## BEGIN DOCUMENT SEGMENT
# Squat VS. Deadlift



## Double D (Sep 10, 2006)

I was reading an article on Bodybuilding.com and it was talking about how if the squat is the must do lift then deads are right behind it. For me I think Deads are right in front of squats. But I am sure the majority doesnt agree. 
Discuss.


----------



## GFR (Sep 10, 2006)

Depends on your goals, for Body building I don't think the dead lift is needed at all.


----------



## P-funk (Sep 10, 2006)

it is an opinion.  you can't take it as 100%.

Some people like to deadlift more and some like to squat more.

Some people have better leverages for squatting and others for deadlifting.

Some are more comfortable with the squat and others are more comofortable with the deadlift.

Both good lifts.  Whether one is better then the other is impossible to prove.


----------



## Double D (Sep 10, 2006)

I guess the question is if you had to rule out one which would it be?


----------



## P-funk (Sep 10, 2006)

neither.

both have a place in the program.


----------



## Squaggleboggin (Sep 10, 2006)

That's kind of like asking us to rule out sleep or food. Which would you pick?


----------



## MyK (Sep 10, 2006)

blondes or brunettes????



BOTH!


----------



## Gazhole (Sep 10, 2006)

Out of personal Preference id choose the Deadlift over Squat, but id never exclude either. Theyre both awesome movements.


----------



## JimSnow (Sep 11, 2006)

I'm using both as my training progresses. Concentrating on "full movements" is important to newbies like me. They build 'foundation, I believe.

But, the deadlift "scares" me more in terms of possible injury. There's more of a tendancy to "cheat" the last reps with unsafe jerking motions. I say keep your form strict and smooth.

Just my thought.


----------



## viet_jon (Sep 11, 2006)

ForemanRules said:


> Depends on your goals, for *Body building *I don't think the dead lift is needed at all.



 

i thought deadlift is one of the greatest mass builders?


----------



## PWGriffin (Sep 11, 2006)

viet_jon said:


> i thought deadlift is one of the greatest mass builders?



I disagree with his statement.  I'm also counting SLDL's and other variations as a form of deadlifting though, and without them, it would be much more difficult to work the hip and hamstrings within their natural boundaries.  Some do say there is no point in doing conventional deadlifts for higher reps though so 

For myself, I rank deadlifts higher purely on the notion that I'm getting more work done within a single exercise than with squats.  As I'm improving my grip strength while working my traps as well as the entire posterior chain.


----------



## JimSnow (Sep 11, 2006)

PWGriffin said:


> I disagree with his statement.  I'm also counting SLDL's and other variations as a form of deadlifting though, and without them, it would be much more difficult to work the hip and hamstrings within their natural boundaries.  Some do say there is no point in doing conventional deadlifts for higher reps though so
> 
> For myself, I rank deadlifts higher purely on the notion that I'm getting more work done within a single exercise than with squats.  As I'm improving my grip strength while working my traps as well as the entire posterior chain.
## END DOCUMENT SEGMENT
## BEGIN RECORDS SHOWN
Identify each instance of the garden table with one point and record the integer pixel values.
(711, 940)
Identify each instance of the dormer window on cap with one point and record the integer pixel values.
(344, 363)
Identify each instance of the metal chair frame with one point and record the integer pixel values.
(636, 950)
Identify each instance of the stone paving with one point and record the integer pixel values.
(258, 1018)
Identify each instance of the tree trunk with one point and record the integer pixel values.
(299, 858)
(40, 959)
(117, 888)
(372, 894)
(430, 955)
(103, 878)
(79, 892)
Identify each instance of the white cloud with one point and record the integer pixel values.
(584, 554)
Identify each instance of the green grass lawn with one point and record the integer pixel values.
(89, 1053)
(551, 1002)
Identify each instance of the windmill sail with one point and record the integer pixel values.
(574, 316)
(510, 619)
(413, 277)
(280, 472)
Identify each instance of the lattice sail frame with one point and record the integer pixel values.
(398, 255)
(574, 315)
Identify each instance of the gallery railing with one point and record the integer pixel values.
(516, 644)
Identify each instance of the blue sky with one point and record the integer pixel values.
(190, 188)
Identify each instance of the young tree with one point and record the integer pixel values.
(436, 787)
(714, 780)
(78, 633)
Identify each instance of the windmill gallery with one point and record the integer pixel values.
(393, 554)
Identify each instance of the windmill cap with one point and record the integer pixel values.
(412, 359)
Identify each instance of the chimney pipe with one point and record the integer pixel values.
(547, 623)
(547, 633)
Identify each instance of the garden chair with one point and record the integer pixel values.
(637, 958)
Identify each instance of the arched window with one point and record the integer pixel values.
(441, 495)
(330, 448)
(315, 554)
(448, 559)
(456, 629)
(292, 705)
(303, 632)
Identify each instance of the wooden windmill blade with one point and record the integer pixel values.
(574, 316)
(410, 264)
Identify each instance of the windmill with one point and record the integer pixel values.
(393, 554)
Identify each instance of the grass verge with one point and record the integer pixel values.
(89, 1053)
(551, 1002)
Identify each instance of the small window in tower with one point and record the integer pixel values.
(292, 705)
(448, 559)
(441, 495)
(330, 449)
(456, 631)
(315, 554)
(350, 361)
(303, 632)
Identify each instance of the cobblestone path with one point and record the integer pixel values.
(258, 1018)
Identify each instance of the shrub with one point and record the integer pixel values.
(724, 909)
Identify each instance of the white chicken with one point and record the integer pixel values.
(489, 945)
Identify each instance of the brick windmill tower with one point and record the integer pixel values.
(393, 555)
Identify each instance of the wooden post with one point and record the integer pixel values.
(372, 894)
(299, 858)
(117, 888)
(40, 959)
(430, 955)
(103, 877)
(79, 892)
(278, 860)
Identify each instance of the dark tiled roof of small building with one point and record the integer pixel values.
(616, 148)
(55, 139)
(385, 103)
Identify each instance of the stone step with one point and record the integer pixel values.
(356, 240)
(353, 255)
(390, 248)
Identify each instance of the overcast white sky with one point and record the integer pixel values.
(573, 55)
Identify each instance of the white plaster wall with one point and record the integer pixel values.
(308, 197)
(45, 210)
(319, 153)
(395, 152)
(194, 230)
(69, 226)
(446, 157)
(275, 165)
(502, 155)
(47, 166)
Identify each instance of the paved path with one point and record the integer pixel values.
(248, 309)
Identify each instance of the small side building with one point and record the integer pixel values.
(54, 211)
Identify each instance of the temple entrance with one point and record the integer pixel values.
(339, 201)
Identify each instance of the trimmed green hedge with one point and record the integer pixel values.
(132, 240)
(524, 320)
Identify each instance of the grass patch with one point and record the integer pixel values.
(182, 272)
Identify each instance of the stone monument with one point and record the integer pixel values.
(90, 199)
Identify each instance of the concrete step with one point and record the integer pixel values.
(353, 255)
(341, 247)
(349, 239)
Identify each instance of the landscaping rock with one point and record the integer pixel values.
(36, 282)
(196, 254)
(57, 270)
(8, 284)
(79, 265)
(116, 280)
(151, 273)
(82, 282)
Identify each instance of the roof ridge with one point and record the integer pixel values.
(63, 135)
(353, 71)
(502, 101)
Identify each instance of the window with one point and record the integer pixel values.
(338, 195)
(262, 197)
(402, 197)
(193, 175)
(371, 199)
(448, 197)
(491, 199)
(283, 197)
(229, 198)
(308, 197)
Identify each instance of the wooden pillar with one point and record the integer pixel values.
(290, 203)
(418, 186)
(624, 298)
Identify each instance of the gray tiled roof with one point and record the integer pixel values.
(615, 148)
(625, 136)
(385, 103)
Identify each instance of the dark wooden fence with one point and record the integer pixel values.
## END RECORDS SHOWN
PROBLEM SET:
A – In the squat vs. deadlift thread, which lift does JimSnow say scares him more in terms of possible injury?
B – Reproduce the part of the squat vs. deadlift thread between "## Gazhole (Sep" and "build 'foundation, I believe.", inclusive.
C – Carry on the squat vs. deadlift thread from the point where it stops.

THE RESPONSES:
A – The deadlift.

B –
## Gazhole (Sep 10, 2006)

Out of personal Preference id choose the Deadlift over Squat, but id never exclude either. Theyre both awesome movements.


----------



## JimSnow (Sep 11, 2006)

I'm using both as my training progresses. Concentrating on "full movements" is important to newbies like me. They build 'foundation, I believe.

C –
There is nothing better for grip strength! Right. 

This is a true great "full body movement". How could anyone deny its value? At any level?


----------



## CowPimp (Sep 11, 2006)

Both are excellent, but if I had to suggest which one is more important it would be squats because of the need for more body control in order to maintain balance.  Still, it's just an opinion and there are plenty of positives for both.  Do them both!


----------



## mike456 (Sep 11, 2006)

PWGriffin said:


> I disagree with his statement.  I'm also counting SLDL's and other variations as a form of deadlifting though, and without them, it would be much more difficult to work the hip and hamstrings within their natural boundaries.  Some do say there is no point in doing conventional deadlifts for higher reps though so
> 
> For myself, I rank deadlifts higher purely on the notion that I'm getting more work done within a single exercise than with squats.  As I'm improving my grip strength while working my traps as well as the entire posterior chain.


Hypers, its basically a SLDL, but it take out the grip strength. If I had to choose it would be squat, but I cant do a squat yet anyway lol.


----------



## Witchblade (Sep 11, 2006)

I prefer deadlifts, because they're more comfortable for me. I just hate the grip when squatting. My arms don't like squats, it seems.

I do both though, and I wouldn't exclude any one. It's the same silly 'what's the best exercise?' debate.


----------



## Double D (Sep 11, 2006)

CowPimp said:


> Both are excellent, but if I had to suggest which one is more important it would be squats because of the need for more body control in order to maintain balance.  Still, it's just an opinion and there are plenty of positives for both.  Do them both!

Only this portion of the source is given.